◆ **Data shown**:
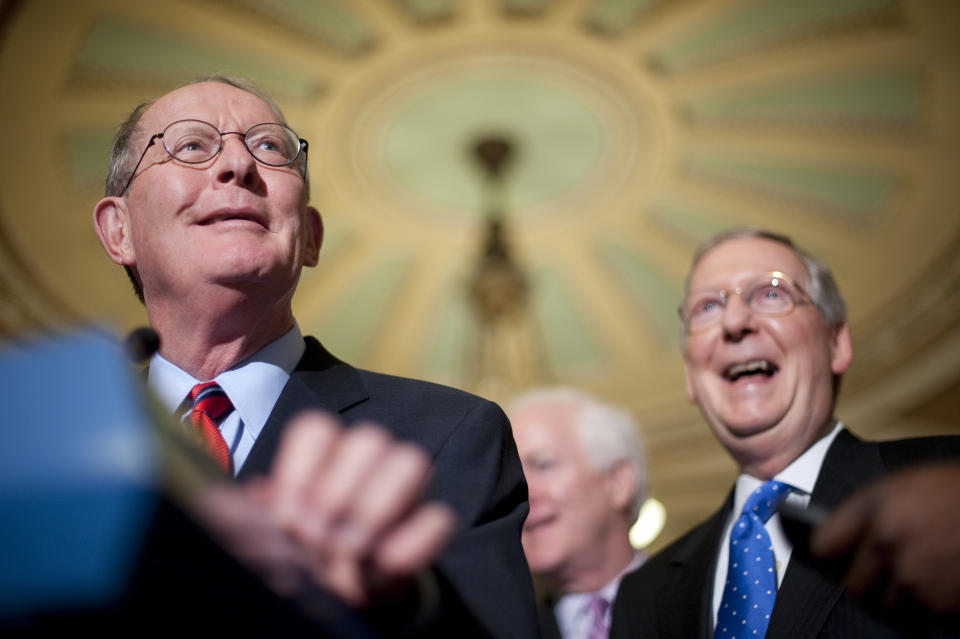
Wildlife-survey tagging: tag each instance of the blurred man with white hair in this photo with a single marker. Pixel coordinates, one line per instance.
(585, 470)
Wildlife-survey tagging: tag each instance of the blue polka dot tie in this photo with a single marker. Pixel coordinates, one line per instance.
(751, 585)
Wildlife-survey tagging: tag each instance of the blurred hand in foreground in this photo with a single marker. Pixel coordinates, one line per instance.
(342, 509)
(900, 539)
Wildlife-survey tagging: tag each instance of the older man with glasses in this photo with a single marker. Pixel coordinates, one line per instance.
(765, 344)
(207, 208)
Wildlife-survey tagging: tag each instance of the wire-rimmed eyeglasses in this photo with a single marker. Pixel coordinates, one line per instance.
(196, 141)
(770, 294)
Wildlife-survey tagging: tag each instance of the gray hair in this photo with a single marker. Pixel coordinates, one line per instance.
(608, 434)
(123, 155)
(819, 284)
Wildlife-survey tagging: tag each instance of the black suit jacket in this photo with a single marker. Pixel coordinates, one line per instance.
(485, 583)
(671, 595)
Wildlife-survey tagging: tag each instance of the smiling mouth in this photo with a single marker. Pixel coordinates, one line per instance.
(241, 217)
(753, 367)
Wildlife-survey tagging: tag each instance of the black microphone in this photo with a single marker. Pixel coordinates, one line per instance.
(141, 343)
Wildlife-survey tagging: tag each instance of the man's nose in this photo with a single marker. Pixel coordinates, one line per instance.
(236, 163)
---
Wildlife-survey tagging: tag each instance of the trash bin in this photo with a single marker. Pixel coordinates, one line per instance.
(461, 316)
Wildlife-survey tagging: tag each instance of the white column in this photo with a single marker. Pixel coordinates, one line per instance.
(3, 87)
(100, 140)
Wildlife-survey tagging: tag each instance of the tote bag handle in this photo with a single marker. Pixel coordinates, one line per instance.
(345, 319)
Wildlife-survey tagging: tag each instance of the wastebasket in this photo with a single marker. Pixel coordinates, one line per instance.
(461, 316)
* * *
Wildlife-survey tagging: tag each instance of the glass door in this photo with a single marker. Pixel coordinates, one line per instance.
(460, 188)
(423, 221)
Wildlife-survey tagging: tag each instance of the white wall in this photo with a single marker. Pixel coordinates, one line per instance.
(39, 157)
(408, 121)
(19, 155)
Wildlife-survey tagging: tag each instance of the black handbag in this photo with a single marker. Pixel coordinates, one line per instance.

◆ **Exercise objective**:
Can you give back everything from the line containing "Wildlife-survey tagging: tag each instance of the white wall" down to the line containing "Wildlife-survey tagging: tag each instance of the black handbag", replacing "a single marker" with "one point" and leaving all else unchanged?

◆ **Answer to the exercise**:
Wildlife-survey tagging: tag each instance of the white wall in this photo with one point. Pixel coordinates, one line per instance.
(39, 157)
(408, 121)
(19, 155)
Wildlife-survey tagging: tag each instance of the black handbag in this photo with one point. Pixel coordinates, one line per instance.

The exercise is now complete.